■ INFORMATION SUPPLIED:
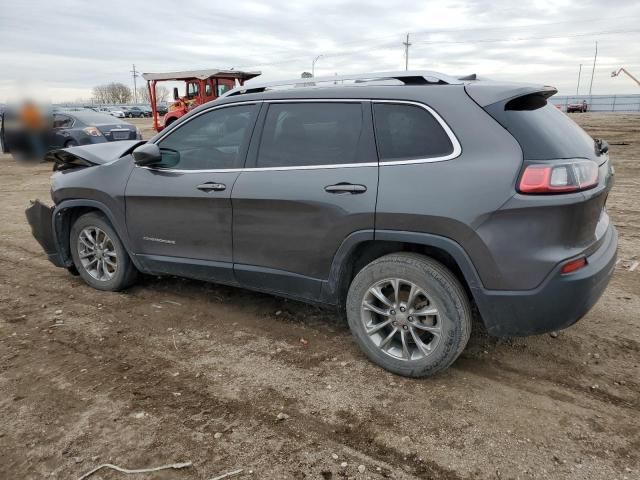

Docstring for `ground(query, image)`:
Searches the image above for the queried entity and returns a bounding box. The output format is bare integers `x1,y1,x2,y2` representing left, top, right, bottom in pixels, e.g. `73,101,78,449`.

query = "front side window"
53,114,73,128
373,103,453,161
257,102,363,167
187,83,198,98
158,105,256,170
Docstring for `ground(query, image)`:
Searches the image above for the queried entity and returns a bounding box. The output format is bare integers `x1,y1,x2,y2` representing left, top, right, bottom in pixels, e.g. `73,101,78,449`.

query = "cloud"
0,0,640,101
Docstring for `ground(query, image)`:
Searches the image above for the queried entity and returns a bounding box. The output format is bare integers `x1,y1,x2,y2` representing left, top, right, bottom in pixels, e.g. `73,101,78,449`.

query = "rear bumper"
25,200,65,267
473,225,618,336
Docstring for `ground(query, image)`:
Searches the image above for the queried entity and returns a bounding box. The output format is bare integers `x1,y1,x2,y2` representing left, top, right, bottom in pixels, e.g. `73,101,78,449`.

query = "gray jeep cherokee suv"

■ EXERCISE TASK:
Rewrite every line of the items above as a numbered list, skipping blank lines and leaving out the pictures.

■ WRITTEN SOLUTION:
1. Docstring for `ground(query, image)`:
2. Searches the image above for the queried entity and returns a bounding box. The output format is bare integers `x1,y1,x2,y2` representing left, top, right, bottom in pixels, e.g. `73,101,78,449`.
3. query = "front side window"
4. 53,114,73,128
5. 373,103,453,161
6. 257,102,363,167
7. 187,83,198,98
8. 158,105,256,170
9. Docstring for `ground(query, image)`:
10. Searches the image above for the queried entity and returns a bounding box. The output format is bare integers `x1,y1,x2,y2` representing left, top, right, bottom in pixels, e.g. `73,101,78,449`.
11. query = "cloud"
12. 0,0,640,101
13. Docstring for `ground(query, image)`:
14. Searches the image above for the queried entity and returns a bounding box. The output format is bare integers `x1,y1,x2,y2` representing left, top, right, bottom in pixels, e.g. `73,101,78,449`.
15. query = "rear bumper"
16. 25,200,65,267
17. 473,225,618,336
18. Docstring for `ground(query, image)`:
19. Searches the image above for the queried entity and returns a bounding box. The output format is bare integers `x1,y1,x2,y2` representing left, top, right, bottom in pixels, e.g. `73,101,78,449`.
20. query = "gray jeep cherokee suv"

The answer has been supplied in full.